───── RECORDED DATA ─────
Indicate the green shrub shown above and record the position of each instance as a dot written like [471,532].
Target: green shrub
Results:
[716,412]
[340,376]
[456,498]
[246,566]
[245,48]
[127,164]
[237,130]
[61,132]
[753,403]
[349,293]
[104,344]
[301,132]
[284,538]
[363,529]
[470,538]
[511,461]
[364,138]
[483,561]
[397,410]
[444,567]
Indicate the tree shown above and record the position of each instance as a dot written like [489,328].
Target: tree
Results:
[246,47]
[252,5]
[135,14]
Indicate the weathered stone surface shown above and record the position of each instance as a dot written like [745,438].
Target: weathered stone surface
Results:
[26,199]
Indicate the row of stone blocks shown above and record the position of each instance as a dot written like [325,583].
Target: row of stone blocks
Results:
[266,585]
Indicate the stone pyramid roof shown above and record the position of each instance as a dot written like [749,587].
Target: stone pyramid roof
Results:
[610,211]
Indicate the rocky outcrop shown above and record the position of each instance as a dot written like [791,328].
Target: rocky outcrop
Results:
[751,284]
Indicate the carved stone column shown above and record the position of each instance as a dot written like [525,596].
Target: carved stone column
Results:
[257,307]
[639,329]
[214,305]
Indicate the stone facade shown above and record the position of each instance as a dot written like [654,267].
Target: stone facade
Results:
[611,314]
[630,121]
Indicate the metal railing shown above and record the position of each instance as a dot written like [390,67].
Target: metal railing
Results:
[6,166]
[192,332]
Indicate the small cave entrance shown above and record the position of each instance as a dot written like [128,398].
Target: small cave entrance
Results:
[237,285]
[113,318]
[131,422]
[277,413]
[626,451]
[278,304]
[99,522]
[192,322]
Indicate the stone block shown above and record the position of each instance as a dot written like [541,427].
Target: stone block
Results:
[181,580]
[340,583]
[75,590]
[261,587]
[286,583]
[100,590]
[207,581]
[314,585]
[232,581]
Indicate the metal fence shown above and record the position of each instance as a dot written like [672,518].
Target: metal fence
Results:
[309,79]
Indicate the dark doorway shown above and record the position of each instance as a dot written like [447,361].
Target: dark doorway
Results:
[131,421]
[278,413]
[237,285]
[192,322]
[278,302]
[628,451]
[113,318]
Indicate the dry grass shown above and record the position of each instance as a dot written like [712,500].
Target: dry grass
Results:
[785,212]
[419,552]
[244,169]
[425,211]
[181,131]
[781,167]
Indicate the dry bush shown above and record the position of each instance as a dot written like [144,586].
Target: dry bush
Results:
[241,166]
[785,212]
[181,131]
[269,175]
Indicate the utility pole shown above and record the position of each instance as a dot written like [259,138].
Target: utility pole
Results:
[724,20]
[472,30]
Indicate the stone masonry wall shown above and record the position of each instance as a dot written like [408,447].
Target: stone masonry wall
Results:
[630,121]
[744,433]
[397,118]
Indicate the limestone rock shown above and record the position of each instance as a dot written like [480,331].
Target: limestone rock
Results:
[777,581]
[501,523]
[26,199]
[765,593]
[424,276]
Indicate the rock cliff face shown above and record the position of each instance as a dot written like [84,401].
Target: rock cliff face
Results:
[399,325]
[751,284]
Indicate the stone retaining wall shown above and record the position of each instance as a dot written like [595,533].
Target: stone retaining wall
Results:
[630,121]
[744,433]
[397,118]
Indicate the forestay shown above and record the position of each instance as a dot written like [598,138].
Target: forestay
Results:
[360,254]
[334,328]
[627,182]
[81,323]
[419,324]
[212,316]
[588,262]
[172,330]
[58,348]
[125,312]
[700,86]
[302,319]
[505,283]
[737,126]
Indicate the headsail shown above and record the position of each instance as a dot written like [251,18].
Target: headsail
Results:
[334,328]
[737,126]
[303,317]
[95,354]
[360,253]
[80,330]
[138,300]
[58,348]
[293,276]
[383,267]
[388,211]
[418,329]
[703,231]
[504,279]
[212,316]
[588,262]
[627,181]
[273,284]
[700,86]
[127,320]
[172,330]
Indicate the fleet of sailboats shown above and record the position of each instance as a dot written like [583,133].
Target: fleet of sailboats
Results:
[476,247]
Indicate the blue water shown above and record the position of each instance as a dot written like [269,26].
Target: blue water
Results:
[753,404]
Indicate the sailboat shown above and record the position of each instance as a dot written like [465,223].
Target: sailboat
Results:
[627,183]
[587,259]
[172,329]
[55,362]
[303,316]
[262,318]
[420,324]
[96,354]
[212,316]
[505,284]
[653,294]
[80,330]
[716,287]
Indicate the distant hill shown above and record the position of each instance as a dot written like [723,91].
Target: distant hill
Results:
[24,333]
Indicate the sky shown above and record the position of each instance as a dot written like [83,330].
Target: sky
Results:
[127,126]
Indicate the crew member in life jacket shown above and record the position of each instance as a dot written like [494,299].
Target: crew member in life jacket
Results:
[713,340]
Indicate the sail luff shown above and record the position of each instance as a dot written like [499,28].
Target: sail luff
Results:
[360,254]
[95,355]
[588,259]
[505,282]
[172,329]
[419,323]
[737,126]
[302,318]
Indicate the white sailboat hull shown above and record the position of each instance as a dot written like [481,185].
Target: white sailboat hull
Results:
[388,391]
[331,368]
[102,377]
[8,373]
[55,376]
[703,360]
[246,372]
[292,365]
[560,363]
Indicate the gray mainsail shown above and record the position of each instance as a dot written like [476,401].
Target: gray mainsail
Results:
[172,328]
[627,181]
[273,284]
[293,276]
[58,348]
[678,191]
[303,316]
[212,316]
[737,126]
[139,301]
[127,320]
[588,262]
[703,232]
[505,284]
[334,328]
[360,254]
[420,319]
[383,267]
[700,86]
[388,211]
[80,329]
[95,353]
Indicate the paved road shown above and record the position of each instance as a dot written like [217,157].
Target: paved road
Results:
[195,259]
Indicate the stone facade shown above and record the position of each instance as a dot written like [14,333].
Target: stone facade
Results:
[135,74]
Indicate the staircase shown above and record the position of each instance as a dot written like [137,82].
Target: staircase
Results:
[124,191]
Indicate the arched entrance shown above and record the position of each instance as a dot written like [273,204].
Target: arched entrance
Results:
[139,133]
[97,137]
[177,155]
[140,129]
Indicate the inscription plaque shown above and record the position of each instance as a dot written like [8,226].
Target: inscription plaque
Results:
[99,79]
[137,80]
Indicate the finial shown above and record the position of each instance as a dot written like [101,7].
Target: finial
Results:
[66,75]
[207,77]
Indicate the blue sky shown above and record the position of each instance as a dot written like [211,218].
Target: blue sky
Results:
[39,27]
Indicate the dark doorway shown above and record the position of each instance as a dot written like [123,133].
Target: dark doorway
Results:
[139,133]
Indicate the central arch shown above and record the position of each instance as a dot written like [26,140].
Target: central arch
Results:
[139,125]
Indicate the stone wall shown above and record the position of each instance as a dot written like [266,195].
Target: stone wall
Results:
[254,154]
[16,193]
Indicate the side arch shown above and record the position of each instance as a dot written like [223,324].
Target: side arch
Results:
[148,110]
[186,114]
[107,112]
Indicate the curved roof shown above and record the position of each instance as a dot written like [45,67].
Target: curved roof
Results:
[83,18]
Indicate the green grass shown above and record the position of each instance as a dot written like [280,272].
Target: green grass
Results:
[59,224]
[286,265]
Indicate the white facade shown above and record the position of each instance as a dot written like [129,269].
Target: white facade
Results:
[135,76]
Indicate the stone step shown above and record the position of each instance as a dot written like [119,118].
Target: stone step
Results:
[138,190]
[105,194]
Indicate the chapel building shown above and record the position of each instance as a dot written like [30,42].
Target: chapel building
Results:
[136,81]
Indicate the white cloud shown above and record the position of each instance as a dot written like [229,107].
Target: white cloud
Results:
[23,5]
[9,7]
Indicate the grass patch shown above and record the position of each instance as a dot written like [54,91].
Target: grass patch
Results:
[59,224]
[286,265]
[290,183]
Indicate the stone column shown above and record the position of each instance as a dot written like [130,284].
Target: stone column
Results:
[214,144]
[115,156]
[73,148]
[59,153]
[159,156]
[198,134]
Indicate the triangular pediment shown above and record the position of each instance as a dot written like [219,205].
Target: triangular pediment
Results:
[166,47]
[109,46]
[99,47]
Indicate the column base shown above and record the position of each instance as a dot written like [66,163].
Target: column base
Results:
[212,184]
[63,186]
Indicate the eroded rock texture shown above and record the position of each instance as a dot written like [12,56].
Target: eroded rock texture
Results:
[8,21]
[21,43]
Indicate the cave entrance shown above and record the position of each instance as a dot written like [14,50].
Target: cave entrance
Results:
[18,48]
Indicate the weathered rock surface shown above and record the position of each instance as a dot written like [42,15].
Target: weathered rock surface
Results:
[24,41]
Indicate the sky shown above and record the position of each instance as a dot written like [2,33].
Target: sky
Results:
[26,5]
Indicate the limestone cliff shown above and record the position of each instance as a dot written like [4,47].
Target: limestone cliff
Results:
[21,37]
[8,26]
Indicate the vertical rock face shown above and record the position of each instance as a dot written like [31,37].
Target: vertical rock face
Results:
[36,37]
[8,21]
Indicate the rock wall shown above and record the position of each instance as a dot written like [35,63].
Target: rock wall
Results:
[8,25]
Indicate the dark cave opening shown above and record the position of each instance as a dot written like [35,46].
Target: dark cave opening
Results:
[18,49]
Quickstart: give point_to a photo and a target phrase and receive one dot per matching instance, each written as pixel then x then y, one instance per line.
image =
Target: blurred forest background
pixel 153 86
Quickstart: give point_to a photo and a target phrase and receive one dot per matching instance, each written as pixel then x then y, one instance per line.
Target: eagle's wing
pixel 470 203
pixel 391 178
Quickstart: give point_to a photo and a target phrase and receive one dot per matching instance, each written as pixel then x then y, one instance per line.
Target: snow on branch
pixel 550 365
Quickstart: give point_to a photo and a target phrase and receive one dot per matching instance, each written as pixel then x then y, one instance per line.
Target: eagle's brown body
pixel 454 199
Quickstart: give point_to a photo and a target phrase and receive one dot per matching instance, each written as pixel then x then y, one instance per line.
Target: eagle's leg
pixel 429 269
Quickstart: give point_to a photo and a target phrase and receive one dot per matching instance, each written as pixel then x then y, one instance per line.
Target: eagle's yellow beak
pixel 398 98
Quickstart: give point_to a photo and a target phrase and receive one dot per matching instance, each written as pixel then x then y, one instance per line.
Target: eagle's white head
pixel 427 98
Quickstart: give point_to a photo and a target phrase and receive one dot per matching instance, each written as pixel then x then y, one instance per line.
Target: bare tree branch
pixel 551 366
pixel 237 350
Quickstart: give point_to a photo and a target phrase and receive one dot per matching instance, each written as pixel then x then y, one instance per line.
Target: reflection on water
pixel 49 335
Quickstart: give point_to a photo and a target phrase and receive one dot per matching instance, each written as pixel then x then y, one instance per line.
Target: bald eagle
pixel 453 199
─────
> **THE PROBLEM**
Report each line in the rows above that contains the word "limestone", copying every such line in full. Case counts when matching.

> **EXERCISE SOLUTION**
Indicate the limestone rock shown above and record the position of each instance as a dot written like [480,331].
Target: limestone rock
Indicate the limestone cliff shown above and record the position of each instance as a dot written like [4,47].
Target: limestone cliff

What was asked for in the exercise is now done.